Exercise goal: Copy out, word for word, everything from the line containing "[locate] beach vegetation" down to the end of the data below, including that first line.

Begin Excerpted data

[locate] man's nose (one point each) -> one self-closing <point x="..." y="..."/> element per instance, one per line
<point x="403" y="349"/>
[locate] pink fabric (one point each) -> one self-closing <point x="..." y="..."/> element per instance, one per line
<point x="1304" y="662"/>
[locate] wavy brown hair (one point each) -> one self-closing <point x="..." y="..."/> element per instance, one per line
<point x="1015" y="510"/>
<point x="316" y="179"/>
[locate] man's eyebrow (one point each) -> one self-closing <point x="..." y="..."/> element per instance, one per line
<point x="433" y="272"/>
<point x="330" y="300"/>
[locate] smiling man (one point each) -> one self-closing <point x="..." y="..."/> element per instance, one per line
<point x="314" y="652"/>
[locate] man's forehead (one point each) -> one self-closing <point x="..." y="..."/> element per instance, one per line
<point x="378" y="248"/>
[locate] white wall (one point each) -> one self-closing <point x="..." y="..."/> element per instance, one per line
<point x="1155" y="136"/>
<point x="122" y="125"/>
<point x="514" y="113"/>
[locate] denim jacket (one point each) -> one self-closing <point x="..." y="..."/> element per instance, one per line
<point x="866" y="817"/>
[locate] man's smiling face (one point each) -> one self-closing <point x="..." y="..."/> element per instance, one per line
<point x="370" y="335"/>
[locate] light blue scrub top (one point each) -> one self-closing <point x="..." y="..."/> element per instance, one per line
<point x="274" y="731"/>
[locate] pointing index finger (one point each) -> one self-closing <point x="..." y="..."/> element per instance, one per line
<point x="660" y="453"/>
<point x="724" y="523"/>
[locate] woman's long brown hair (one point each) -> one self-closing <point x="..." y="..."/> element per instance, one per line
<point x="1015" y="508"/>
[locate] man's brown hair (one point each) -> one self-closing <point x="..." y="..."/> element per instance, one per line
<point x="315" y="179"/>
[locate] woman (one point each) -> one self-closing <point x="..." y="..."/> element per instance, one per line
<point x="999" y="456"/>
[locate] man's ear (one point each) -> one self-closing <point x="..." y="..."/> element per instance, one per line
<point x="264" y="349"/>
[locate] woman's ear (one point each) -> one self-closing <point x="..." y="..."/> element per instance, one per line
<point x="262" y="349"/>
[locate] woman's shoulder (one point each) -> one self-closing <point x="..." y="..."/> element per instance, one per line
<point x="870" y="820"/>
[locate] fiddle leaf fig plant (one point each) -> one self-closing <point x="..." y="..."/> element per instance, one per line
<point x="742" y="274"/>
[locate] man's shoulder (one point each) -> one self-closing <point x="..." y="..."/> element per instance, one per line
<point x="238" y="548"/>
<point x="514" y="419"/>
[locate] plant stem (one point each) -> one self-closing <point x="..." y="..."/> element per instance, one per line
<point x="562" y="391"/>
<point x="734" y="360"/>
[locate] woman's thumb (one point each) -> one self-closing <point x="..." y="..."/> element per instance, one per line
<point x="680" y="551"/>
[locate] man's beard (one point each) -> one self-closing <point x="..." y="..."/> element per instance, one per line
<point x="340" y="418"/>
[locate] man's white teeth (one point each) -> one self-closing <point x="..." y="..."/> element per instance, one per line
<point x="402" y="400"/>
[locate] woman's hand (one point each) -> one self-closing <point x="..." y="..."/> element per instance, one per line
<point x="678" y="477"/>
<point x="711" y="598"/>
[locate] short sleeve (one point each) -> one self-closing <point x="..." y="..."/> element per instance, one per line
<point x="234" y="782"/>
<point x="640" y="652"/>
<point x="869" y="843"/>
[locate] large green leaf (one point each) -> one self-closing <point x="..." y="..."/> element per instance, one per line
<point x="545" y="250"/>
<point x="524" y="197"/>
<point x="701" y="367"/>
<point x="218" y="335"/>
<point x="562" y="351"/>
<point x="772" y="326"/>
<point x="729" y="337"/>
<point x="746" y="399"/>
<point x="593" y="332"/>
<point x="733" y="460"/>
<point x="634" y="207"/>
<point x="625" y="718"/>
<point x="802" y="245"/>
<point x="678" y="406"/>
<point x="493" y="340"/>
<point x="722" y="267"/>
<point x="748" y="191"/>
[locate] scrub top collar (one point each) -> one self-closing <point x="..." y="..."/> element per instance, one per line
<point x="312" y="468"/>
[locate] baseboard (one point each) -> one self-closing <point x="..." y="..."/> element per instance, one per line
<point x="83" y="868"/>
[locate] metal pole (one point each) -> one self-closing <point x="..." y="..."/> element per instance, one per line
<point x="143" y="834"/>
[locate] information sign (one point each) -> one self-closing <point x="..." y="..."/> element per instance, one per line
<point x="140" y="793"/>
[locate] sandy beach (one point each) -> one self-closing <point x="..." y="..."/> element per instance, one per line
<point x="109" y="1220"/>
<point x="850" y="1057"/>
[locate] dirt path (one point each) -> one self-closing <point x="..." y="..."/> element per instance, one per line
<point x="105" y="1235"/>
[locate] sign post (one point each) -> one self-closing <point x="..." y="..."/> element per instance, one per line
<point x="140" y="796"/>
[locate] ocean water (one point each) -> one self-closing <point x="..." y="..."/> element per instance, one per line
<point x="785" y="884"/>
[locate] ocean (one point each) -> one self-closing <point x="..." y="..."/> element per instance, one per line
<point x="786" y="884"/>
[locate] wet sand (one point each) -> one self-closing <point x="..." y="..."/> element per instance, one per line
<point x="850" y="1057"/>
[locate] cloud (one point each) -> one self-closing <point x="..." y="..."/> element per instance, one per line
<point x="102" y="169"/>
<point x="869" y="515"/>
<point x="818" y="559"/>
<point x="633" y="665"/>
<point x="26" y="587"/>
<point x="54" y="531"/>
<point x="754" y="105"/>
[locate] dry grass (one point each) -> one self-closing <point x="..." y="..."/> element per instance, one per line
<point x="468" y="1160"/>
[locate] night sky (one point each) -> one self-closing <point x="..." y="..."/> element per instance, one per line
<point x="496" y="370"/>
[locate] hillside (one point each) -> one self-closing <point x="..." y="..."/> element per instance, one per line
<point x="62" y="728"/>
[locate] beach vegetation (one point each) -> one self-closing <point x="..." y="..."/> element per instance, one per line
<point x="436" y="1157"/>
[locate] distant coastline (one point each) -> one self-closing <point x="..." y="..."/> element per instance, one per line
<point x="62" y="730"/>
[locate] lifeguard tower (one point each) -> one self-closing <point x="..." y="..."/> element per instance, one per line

End Excerpted data

Output for this exercise:
[locate] beach vegetation (one point each) -> one self-closing <point x="..." y="..."/> element per instance, one per line
<point x="436" y="1157"/>
[locate] distant coastline (one point each) -> one self-closing <point x="..." y="..."/> element per instance, one per line
<point x="62" y="730"/>
[locate] lifeguard tower (one point each) -> one self-closing <point x="..." y="..."/> element per instance, one per line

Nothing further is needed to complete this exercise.